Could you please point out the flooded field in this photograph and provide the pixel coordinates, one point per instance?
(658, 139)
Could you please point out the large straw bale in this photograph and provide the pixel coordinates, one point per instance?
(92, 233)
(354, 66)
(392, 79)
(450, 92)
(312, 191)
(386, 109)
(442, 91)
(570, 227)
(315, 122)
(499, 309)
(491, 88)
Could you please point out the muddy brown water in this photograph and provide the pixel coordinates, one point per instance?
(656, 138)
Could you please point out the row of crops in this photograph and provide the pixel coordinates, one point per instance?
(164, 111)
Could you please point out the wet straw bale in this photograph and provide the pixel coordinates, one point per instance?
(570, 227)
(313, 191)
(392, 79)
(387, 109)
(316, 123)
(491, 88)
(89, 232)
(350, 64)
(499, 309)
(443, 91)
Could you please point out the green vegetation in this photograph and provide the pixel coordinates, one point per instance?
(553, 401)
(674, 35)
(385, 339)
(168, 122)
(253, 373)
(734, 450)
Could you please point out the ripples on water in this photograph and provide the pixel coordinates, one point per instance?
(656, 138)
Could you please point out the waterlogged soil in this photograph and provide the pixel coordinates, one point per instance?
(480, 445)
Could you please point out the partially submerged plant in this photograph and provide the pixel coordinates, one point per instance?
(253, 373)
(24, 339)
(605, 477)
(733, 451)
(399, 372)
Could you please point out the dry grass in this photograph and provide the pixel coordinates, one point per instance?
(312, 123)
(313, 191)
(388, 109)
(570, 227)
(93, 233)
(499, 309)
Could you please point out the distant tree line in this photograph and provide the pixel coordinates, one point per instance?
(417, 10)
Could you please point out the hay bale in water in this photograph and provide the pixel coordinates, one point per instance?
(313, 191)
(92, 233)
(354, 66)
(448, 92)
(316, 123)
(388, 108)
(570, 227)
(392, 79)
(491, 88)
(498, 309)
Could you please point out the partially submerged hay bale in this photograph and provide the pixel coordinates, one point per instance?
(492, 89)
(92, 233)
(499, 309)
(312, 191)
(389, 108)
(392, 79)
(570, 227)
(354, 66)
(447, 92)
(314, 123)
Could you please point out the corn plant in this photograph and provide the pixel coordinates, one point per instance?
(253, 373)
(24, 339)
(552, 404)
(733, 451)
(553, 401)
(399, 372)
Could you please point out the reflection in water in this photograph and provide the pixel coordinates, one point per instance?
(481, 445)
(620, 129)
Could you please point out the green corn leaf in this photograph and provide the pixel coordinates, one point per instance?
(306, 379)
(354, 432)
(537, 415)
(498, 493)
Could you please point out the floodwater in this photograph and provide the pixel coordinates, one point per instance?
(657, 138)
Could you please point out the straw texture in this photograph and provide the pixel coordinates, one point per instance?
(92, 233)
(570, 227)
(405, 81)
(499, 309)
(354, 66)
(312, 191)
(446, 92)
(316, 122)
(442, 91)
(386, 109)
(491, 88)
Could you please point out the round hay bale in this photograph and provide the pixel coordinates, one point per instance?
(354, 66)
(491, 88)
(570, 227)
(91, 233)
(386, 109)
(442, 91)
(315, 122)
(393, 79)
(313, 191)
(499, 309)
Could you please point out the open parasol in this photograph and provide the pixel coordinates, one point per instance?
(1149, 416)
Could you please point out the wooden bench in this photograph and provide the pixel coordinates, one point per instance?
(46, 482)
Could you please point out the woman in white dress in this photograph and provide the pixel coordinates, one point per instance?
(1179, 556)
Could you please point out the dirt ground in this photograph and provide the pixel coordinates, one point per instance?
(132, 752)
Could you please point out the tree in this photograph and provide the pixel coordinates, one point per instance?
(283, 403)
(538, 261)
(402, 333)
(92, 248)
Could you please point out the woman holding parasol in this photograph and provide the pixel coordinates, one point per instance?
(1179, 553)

* * * * *

_PROBLEM STATEMENT_
Recast all of the data above as a Markdown table with two columns, Row and Text. Give each non-blank line its own numbered row.

_ANSWER TO THIS TASK_
| Row | Text |
|---|---|
| 1 | Could you please point out the flooded field in this photograph and provide the pixel coordinates, one point per instance? |
| 2 | (658, 139) |
| 3 | Could you please point out the large straw bale in this photograph and provide the pixel coordinates, one point per instance? |
| 4 | (92, 233) |
| 5 | (354, 66) |
| 6 | (392, 79) |
| 7 | (450, 92) |
| 8 | (312, 191) |
| 9 | (386, 109) |
| 10 | (442, 91) |
| 11 | (570, 227) |
| 12 | (315, 122) |
| 13 | (499, 309) |
| 14 | (491, 88) |
| 15 | Could you please point out the muddy brown water in this photograph and provide the pixel coordinates, one point per instance? |
| 16 | (656, 138) |
| 17 | Could you please point out the row of crops in this photograph and provide the pixel coordinates, one point per instance? |
| 18 | (164, 111) |
| 19 | Could you please point out the wet straw bale in this photograph and provide the pixel coordinates, one point per instance? |
| 20 | (570, 227) |
| 21 | (313, 191) |
| 22 | (392, 79) |
| 23 | (387, 109) |
| 24 | (316, 123) |
| 25 | (491, 88) |
| 26 | (89, 232) |
| 27 | (350, 64) |
| 28 | (499, 309) |
| 29 | (443, 91) |
| 30 | Could you please point out the green vegetation in this photograph and provide the pixel coordinates, one point per instance? |
| 31 | (553, 401) |
| 32 | (674, 35) |
| 33 | (385, 339) |
| 34 | (168, 122) |
| 35 | (253, 373) |
| 36 | (734, 450) |
| 37 | Could you please point out the ripples on water in this photograph and provide the pixel coordinates, one point per instance? |
| 38 | (656, 138) |
| 39 | Could you please point out the waterlogged soil in this photograph and provide the pixel coordinates, one point per instance? |
| 40 | (480, 445) |
| 41 | Could you please point out the partially submerged plant in this photograph and provide the pixel coordinates, one point per instance? |
| 42 | (253, 373) |
| 43 | (24, 339) |
| 44 | (605, 477) |
| 45 | (733, 451) |
| 46 | (399, 372) |
| 47 | Could you please point out the dry grass in this photograph and provide the pixel coordinates, one point per instance? |
| 48 | (312, 123) |
| 49 | (313, 191) |
| 50 | (388, 109) |
| 51 | (570, 227) |
| 52 | (93, 233) |
| 53 | (499, 309) |
| 54 | Could you please point out the distant tree line in this photograph and provide the pixel coordinates, one point per instance? |
| 55 | (417, 10) |
| 56 | Could you please point out the hay bale in water in this photograph and provide the pixel coordinates, one point per instance? |
| 57 | (313, 191) |
| 58 | (92, 233) |
| 59 | (354, 66) |
| 60 | (448, 92) |
| 61 | (316, 123) |
| 62 | (388, 108) |
| 63 | (570, 227) |
| 64 | (392, 79) |
| 65 | (491, 88) |
| 66 | (498, 309) |
| 67 | Could you please point out the partially submerged hay bale in this photograph and provide the pixel coordinates, one point per instance? |
| 68 | (492, 89) |
| 69 | (92, 233) |
| 70 | (499, 309) |
| 71 | (312, 191) |
| 72 | (389, 108) |
| 73 | (392, 79) |
| 74 | (570, 227) |
| 75 | (354, 66) |
| 76 | (447, 92) |
| 77 | (314, 123) |
| 78 | Could you please point out the corn plant in this photograph and provide the pixel coordinates, one point per instance? |
| 79 | (253, 373) |
| 80 | (24, 339) |
| 81 | (552, 404) |
| 82 | (733, 451) |
| 83 | (553, 401) |
| 84 | (399, 372) |
| 85 | Could you please point out the reflection in water in this photograph and provide the pixel coordinates, one point per instance? |
| 86 | (481, 445) |
| 87 | (620, 129) |
| 88 | Could you please point out the green corn leaf in this photograph and provide the pixel coordinates, one point per instance? |
| 89 | (306, 379) |
| 90 | (354, 432) |
| 91 | (537, 415) |
| 92 | (498, 493) |
| 93 | Could you please point out the floodwater in this photograph and provide the pixel coordinates, one point per instance? |
| 94 | (657, 138) |
| 95 | Could you please point out the straw texture in this photograph and provide the pixel coordinates, one point per instance? |
| 96 | (92, 233) |
| 97 | (570, 227) |
| 98 | (405, 81) |
| 99 | (499, 309) |
| 100 | (354, 66) |
| 101 | (312, 191) |
| 102 | (446, 92) |
| 103 | (316, 122) |
| 104 | (442, 91) |
| 105 | (386, 109) |
| 106 | (491, 88) |
| 107 | Could you please point out the round hay bale in this photograph and provide the pixel coordinates, one point per instance? |
| 108 | (354, 66) |
| 109 | (491, 88) |
| 110 | (570, 227) |
| 111 | (91, 233) |
| 112 | (386, 109) |
| 113 | (442, 91) |
| 114 | (315, 122) |
| 115 | (393, 79) |
| 116 | (313, 191) |
| 117 | (499, 309) |
| 118 | Could you please point out the open parasol in this photograph and provide the pixel coordinates, one point per instance? |
| 119 | (1149, 416) |
| 120 | Could you please point out the wooden bench in this photograph and provide the pixel coordinates, one point per instance? |
| 121 | (46, 482) |
| 122 | Could you please point out the woman in white dress in this photograph and provide the pixel coordinates, one point per instance? |
| 123 | (1179, 556) |
| 124 | Could you please point out the dirt ground in this photograph and provide the pixel coordinates, one point per instance? |
| 125 | (132, 752) |
| 126 | Could you please point out the tree in this photograph and provide the pixel coordinates, one point per instance? |
| 127 | (283, 403) |
| 128 | (538, 261) |
| 129 | (402, 333) |
| 130 | (92, 248) |
| 131 | Could you please point out the woman holding parasol in this photograph and provide the pixel coordinates, one point per instance? |
| 132 | (1179, 553) |